SF的要素のある一本のお話としては結構気になる点が多くて、その点はタイムリープラブコメとしては致命的。これは撮り方の問題もあって、タイムリープコメディの定番である繰り返しギャグも、面白いは面白いのだが編集はなんか妙にのっぺりしていて繰り返し特有のテンポの面白さはあんまり感じられない。繰り返しギャグより松たか子が犬にめちゃくちゃにされているところのほうがおもろい。個人的には私は映画作家の塚原あゆ子としては『わたしの幸せな結婚』みたいな伝奇もののちょっと現実離れした映画の方が好き何だろうなあと気づいた。ただ、是枝監督の『怪物』も「こういう話じゃないのでは?」と思ってしまったので、作家性の強い映画監督は坂元裕二の強すぎる作家性とかち合っちゃいがちなんじゃないかな~と最近思ってる。
あと、坂元裕二といえば人間関係の些細なささくれを強烈なパンチラインですくいあげていくことが最大の得意技だけど、そういうパンチラインは今作みたいな優しい雰囲気の作品だとちょっとパワーが落ちるような気がした。なのでこの映画のいいセリフの一つ一つも、「通常はそんな言い方をしない……」とちょっと気になった。片方の靴下とか全然ピンと来なかった。やっぱりパンチラインはギスギスした中でこそ輝くもの。「もうパズドラしかできない」とかね。そう考えると私はフィクションではギスギスした人間関係をこそ見たいのかもしれない……。

──────────

指示 1:
下に並ぶ行のうち、「Trace the outline of every instance of the woman.」を含む行から「Give the mask of the woman.」を含む行までを、「woman」を「person」に置き換えて書き直してください。それ以外の部分は一切変えないでください。

──────────

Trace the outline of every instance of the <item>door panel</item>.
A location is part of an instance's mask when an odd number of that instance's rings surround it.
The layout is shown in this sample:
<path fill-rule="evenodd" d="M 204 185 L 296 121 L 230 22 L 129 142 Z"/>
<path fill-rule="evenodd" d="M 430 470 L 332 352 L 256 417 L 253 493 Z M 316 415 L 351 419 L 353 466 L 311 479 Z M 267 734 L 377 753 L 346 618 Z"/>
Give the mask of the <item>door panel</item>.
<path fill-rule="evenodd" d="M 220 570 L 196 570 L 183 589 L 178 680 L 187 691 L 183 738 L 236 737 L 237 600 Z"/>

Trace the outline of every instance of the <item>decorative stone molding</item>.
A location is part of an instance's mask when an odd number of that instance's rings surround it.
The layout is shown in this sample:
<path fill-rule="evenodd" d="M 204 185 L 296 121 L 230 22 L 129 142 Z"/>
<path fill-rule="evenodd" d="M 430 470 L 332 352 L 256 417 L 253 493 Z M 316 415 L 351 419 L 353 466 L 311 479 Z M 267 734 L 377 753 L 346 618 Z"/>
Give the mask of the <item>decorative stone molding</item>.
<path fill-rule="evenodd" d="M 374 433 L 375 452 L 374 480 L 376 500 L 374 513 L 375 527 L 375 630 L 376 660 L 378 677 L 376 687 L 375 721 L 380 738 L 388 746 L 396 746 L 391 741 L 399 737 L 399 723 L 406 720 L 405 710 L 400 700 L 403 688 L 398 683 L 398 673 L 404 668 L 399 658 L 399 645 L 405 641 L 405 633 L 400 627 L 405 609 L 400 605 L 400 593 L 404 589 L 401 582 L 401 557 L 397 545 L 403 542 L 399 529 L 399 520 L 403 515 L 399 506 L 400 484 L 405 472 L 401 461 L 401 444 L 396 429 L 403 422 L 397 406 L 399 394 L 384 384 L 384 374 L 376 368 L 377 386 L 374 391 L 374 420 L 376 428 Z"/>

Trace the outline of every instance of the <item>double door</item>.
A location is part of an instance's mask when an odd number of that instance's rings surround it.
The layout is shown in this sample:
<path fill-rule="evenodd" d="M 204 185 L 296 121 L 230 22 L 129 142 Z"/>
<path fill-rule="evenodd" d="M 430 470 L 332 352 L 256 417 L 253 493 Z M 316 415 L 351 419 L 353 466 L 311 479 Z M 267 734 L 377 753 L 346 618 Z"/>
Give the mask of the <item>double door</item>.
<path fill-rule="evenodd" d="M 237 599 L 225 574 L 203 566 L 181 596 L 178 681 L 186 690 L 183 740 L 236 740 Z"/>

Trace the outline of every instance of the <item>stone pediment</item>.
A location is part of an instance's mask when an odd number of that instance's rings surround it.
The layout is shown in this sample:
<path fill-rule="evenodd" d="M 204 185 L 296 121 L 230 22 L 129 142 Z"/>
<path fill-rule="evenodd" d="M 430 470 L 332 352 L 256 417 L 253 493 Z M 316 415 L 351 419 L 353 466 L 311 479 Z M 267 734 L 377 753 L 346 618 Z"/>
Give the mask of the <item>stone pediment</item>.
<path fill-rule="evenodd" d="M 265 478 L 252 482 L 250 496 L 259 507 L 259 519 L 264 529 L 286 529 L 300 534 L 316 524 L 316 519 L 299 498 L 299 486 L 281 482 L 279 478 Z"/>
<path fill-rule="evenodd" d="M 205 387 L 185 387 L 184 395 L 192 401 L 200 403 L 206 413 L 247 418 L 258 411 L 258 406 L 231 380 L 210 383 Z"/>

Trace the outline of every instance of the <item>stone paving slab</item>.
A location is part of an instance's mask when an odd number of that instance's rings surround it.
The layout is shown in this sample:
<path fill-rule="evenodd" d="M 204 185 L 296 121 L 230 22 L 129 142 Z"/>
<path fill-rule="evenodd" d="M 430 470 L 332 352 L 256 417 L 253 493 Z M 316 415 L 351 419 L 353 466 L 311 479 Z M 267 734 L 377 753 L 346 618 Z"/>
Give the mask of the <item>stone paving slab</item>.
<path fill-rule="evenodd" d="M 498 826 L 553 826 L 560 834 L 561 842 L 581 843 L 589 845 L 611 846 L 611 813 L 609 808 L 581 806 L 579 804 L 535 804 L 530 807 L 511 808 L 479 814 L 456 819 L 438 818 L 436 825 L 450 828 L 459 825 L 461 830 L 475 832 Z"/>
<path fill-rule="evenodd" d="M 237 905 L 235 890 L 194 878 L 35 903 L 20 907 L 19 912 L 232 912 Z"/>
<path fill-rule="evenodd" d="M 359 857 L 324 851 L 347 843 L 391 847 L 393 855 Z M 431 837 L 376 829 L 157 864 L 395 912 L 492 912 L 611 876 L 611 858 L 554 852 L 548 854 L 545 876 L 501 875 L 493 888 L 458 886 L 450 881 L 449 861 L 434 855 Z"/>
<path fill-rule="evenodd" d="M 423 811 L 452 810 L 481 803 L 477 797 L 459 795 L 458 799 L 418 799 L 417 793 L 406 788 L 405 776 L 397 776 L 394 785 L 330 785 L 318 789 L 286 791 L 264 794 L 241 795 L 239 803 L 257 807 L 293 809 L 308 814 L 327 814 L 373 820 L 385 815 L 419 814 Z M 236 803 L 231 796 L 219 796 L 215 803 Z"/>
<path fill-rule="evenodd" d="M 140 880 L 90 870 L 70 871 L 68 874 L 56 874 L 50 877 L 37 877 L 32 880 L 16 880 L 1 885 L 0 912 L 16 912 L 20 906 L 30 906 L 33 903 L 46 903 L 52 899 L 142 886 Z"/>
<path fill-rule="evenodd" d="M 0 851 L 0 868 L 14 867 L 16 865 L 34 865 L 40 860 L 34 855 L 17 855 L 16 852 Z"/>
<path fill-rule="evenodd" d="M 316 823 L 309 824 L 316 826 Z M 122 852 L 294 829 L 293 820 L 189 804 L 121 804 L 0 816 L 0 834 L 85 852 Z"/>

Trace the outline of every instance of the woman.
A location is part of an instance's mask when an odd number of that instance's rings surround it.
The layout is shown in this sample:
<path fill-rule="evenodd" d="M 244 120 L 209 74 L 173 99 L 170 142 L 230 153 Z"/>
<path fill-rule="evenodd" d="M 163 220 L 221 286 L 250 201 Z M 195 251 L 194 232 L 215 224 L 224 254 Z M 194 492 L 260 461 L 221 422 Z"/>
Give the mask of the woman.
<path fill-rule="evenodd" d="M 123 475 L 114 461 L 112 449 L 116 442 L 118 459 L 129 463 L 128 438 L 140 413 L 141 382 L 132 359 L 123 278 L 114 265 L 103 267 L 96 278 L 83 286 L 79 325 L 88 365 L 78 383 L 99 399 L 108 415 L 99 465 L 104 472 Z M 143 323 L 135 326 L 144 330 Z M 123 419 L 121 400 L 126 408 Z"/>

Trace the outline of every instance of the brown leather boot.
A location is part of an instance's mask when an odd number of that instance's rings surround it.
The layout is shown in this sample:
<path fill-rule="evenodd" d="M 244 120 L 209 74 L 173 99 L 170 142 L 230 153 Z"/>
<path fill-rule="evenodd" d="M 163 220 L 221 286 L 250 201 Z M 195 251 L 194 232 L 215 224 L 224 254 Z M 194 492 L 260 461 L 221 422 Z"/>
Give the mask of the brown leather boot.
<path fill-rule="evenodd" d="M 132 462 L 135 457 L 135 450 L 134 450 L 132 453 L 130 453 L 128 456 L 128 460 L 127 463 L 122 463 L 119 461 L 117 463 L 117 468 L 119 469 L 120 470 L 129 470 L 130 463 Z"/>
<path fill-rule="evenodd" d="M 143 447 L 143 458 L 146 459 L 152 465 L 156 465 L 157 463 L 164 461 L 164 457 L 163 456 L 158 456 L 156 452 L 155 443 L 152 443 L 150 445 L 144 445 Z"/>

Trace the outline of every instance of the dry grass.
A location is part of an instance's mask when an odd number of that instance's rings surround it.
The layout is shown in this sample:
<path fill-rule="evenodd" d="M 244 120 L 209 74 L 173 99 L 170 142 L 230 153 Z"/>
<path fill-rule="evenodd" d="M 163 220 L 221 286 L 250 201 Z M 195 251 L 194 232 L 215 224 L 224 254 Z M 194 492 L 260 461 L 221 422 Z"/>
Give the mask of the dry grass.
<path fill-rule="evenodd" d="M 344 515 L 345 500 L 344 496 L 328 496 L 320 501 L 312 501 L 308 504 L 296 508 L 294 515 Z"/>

──────────

指示 2:
抜粋テキストの全文を、一字も変えずに書き写してください。

解答 1:
Trace the outline of every instance of the person.
A location is part of an instance's mask when an odd number of that instance's rings surround it.
The layout is shown in this sample:
<path fill-rule="evenodd" d="M 244 120 L 209 74 L 173 99 L 170 142 L 230 153 Z"/>
<path fill-rule="evenodd" d="M 163 220 L 221 286 L 250 201 Z M 195 251 L 194 232 L 215 224 L 224 254 Z M 194 492 L 260 461 L 221 422 Z"/>
Give the mask of the person.

解答 2:
SF的要素のある一本のお話としては結構気になる点が多くて、その点はタイムリープラブコメとしては致命的。これは撮り方の問題もあって、タイムリープコメディの定番である繰り返しギャグも、面白いは面白いのだが編集はなんか妙にのっぺりしていて繰り返し特有のテンポの面白さはあんまり感じられない。繰り返しギャグより松たか子が犬にめちゃくちゃにされているところのほうがおもろい。個人的には私は映画作家の塚原あゆ子としては『わたしの幸せな結婚』みたいな伝奇もののちょっと現実離れした映画の方が好き何だろうなあと気づいた。ただ、是枝監督の『怪物』も「こういう話じゃないのでは?」と思ってしまったので、作家性の強い映画監督は坂元裕二の強すぎる作家性とかち合っちゃいがちなんじゃないかな~と最近思ってる。
あと、坂元裕二といえば人間関係の些細なささくれを強烈なパンチラインですくいあげていくことが最大の得意技だけど、そういうパンチラインは今作みたいな優しい雰囲気の作品だとちょっとパワーが落ちるような気がした。なのでこの映画のいいセリフの一つ一つも、「通常はそんな言い方をしない……」とちょっと気になった。片方の靴下とか全然ピンと来なかった。やっぱりパンチラインはギスギスした中でこそ輝くもの。「もうパズドラしかできない」とかね。そう考えると私はフィクションではギスギスした人間関係をこそ見たいのかもしれない……。